[START GIVEN DATA]
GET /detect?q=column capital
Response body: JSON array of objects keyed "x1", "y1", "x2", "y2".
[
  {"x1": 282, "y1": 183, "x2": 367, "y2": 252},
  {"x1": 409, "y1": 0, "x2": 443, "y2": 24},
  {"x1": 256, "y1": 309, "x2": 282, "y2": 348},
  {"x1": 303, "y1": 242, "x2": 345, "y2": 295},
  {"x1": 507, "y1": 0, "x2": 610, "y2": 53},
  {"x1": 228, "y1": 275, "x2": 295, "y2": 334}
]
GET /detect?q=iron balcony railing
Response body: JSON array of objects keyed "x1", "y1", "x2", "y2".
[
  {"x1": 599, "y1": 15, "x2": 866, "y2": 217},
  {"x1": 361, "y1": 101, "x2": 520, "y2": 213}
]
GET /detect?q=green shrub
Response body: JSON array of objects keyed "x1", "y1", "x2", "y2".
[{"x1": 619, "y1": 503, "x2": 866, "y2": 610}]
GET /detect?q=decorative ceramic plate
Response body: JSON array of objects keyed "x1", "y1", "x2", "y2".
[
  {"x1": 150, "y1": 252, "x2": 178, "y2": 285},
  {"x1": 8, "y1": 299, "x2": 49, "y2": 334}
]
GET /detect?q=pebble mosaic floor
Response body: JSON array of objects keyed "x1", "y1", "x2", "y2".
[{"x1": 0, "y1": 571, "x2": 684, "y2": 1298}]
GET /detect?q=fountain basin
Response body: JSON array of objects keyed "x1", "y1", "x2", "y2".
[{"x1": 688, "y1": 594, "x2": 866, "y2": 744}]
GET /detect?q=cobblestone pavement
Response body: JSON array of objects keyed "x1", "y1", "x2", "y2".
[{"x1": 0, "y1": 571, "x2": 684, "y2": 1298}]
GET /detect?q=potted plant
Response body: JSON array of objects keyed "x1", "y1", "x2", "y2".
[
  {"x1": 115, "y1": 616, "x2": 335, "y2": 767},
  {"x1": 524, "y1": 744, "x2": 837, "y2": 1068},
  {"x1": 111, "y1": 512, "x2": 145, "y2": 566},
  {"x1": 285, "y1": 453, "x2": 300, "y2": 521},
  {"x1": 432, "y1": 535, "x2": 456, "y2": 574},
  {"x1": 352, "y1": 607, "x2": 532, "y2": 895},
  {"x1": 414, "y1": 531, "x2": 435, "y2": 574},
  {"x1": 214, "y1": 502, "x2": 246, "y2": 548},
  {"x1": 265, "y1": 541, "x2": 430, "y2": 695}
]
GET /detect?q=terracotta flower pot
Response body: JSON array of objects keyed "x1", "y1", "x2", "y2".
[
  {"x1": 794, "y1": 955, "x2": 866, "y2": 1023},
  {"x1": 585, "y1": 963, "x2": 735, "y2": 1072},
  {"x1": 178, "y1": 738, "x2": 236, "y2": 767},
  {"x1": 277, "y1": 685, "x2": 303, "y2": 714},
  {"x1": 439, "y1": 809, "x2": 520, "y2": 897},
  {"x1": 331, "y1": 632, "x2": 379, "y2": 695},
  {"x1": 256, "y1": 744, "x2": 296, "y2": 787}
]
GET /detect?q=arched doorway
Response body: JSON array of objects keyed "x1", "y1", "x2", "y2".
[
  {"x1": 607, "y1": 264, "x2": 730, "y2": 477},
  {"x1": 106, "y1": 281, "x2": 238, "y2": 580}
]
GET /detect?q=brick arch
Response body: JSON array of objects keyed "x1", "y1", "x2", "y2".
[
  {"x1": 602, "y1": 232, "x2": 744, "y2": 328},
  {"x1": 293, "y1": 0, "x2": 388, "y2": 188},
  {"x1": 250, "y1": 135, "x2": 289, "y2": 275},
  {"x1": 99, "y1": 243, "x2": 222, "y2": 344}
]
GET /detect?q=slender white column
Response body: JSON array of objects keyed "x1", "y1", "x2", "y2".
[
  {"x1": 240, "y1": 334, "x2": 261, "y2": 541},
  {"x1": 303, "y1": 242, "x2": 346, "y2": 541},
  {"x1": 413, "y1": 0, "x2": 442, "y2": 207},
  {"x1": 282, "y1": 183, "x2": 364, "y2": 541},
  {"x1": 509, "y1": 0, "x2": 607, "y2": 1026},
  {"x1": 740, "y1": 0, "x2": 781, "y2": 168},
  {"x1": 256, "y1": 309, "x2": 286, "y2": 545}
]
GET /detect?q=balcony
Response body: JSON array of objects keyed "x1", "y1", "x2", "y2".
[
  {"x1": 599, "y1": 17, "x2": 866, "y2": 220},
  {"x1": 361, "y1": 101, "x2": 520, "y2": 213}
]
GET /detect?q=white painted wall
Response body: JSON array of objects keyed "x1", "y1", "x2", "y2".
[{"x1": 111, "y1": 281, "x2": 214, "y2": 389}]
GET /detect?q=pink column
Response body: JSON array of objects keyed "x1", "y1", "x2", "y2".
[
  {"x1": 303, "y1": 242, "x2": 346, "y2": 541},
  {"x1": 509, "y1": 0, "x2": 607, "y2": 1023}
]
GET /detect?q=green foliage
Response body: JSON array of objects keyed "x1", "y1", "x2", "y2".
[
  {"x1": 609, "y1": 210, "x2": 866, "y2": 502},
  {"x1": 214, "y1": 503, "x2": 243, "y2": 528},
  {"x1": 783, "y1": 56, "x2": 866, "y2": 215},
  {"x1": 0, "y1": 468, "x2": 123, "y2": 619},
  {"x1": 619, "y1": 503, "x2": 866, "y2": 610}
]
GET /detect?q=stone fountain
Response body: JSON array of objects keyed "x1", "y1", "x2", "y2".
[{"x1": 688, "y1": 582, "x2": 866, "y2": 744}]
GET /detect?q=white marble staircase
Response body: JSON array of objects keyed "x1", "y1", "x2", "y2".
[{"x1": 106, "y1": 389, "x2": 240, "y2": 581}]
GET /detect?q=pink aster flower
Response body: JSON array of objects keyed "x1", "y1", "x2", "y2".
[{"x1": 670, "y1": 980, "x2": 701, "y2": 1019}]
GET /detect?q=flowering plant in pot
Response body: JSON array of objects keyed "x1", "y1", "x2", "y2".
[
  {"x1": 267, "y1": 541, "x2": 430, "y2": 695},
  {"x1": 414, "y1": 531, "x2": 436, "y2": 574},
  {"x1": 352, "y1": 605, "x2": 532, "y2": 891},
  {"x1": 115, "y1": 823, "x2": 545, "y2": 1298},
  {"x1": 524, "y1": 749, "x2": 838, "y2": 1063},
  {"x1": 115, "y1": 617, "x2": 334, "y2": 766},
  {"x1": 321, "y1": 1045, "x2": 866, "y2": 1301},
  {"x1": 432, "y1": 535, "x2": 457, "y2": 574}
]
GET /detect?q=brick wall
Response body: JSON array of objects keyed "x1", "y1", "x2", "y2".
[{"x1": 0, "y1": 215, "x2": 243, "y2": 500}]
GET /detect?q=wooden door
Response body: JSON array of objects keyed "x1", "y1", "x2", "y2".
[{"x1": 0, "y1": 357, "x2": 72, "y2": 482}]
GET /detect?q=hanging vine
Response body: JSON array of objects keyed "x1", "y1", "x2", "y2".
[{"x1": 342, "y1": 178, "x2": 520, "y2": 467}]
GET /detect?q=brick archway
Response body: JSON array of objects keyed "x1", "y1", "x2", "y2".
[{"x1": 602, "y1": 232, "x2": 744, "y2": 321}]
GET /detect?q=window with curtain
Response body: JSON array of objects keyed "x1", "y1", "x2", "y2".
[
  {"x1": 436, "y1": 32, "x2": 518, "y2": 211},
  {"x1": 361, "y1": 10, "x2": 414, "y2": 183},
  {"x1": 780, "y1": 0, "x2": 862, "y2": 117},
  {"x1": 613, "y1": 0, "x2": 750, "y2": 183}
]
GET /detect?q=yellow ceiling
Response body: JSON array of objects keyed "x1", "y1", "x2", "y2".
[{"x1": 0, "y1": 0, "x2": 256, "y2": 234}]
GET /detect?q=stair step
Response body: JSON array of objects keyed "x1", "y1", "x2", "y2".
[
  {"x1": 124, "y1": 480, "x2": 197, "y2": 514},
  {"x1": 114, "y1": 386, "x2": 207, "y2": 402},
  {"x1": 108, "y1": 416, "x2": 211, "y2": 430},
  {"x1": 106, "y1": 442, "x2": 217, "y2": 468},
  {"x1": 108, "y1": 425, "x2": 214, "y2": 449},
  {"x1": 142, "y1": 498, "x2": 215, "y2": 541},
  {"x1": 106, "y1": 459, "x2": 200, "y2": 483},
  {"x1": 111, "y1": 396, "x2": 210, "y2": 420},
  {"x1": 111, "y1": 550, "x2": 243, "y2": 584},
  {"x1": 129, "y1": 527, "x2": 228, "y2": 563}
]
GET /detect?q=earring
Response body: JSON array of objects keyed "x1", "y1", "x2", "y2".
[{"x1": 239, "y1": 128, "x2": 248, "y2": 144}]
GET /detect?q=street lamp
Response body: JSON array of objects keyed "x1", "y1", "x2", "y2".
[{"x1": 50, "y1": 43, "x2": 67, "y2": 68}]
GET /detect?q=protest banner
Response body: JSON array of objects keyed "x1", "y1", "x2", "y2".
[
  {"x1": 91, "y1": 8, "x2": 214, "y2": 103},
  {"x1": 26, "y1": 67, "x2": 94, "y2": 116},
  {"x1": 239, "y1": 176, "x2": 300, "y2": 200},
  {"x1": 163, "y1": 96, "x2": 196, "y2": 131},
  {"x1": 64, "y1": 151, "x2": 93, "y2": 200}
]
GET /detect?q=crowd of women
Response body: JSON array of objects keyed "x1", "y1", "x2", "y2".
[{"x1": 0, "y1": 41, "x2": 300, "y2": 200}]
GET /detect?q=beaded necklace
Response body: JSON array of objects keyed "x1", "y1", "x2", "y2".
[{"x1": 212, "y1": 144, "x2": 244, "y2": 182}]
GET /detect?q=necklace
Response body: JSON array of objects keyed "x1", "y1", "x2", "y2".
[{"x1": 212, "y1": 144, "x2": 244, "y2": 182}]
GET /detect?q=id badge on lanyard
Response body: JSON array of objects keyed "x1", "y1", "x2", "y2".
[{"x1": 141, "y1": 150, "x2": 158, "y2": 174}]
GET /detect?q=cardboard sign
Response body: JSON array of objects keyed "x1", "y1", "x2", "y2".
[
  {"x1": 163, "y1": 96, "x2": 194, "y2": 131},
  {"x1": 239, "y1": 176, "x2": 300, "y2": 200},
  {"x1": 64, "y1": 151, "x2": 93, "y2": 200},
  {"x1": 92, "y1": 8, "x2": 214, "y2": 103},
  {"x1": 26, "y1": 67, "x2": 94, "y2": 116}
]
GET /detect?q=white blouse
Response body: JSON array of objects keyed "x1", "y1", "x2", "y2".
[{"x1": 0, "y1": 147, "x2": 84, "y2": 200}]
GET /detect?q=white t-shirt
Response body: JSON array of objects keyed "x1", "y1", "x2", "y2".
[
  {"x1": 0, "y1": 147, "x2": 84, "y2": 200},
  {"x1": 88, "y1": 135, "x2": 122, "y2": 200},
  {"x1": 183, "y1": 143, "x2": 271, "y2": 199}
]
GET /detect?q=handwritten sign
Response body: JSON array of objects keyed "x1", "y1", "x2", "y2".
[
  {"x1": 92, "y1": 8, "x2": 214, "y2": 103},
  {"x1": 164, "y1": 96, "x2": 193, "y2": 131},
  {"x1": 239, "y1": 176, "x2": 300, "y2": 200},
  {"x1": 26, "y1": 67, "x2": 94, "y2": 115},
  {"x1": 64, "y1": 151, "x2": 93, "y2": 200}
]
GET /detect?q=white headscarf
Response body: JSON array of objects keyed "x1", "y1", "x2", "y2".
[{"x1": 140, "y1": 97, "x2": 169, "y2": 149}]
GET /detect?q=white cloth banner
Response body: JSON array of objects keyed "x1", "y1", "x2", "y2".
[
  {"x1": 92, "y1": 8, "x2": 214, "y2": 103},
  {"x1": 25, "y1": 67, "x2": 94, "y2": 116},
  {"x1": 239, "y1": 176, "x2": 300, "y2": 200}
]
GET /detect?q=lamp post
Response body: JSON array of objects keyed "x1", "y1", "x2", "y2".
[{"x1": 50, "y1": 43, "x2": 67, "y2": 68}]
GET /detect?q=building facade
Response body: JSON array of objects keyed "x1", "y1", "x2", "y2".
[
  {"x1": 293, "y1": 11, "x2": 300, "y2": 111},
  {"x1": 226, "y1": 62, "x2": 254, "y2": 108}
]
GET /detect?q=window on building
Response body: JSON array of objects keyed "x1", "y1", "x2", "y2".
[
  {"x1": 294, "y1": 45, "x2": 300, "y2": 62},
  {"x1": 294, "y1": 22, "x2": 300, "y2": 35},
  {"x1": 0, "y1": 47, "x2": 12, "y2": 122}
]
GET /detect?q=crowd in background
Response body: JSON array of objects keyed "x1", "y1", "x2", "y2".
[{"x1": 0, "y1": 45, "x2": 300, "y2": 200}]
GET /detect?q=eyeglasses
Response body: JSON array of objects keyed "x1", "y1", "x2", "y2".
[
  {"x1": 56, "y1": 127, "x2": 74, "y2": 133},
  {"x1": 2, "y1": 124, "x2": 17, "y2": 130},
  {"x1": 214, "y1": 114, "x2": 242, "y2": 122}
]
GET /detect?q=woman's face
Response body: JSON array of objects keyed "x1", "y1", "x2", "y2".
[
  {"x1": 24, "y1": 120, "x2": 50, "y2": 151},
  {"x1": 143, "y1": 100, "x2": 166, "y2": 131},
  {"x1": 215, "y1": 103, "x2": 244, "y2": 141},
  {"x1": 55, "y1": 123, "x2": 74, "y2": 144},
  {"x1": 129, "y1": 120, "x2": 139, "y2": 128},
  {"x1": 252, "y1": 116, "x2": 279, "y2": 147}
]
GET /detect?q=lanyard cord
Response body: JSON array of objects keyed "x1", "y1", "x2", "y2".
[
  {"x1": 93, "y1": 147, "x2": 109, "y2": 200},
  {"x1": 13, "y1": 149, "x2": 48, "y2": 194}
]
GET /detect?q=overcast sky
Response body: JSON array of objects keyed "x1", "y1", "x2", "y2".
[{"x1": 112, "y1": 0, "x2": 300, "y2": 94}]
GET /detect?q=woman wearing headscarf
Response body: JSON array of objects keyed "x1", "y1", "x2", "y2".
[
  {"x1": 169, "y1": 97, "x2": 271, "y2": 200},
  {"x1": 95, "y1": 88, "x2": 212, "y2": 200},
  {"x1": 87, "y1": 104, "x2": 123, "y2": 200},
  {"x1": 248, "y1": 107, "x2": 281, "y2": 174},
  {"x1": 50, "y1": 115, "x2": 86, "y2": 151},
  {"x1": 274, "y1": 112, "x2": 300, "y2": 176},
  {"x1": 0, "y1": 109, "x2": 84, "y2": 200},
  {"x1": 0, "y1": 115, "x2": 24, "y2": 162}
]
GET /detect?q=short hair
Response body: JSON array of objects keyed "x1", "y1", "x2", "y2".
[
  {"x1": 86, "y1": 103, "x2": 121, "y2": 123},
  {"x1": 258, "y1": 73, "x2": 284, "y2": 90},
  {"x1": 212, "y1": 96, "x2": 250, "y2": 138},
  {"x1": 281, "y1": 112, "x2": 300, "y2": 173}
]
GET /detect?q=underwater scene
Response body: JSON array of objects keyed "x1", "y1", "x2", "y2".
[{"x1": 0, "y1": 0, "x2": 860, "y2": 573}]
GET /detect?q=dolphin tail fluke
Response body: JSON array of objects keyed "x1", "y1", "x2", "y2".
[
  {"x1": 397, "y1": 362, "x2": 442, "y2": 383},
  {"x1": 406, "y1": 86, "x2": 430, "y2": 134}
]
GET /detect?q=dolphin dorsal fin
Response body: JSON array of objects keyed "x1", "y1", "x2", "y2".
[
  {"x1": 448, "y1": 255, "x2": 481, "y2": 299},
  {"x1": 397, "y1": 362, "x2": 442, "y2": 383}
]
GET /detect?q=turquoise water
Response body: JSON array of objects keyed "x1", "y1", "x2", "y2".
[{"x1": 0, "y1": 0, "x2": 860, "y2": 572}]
[END GIVEN DATA]
== PROBLEM STATEMENT ==
Identify every line above that contains the string "pink", matching case exactly, and copy each such line in full.

== TASK RESULT ==
GET /detect?q=pink column
GET /detect?q=pink aster flower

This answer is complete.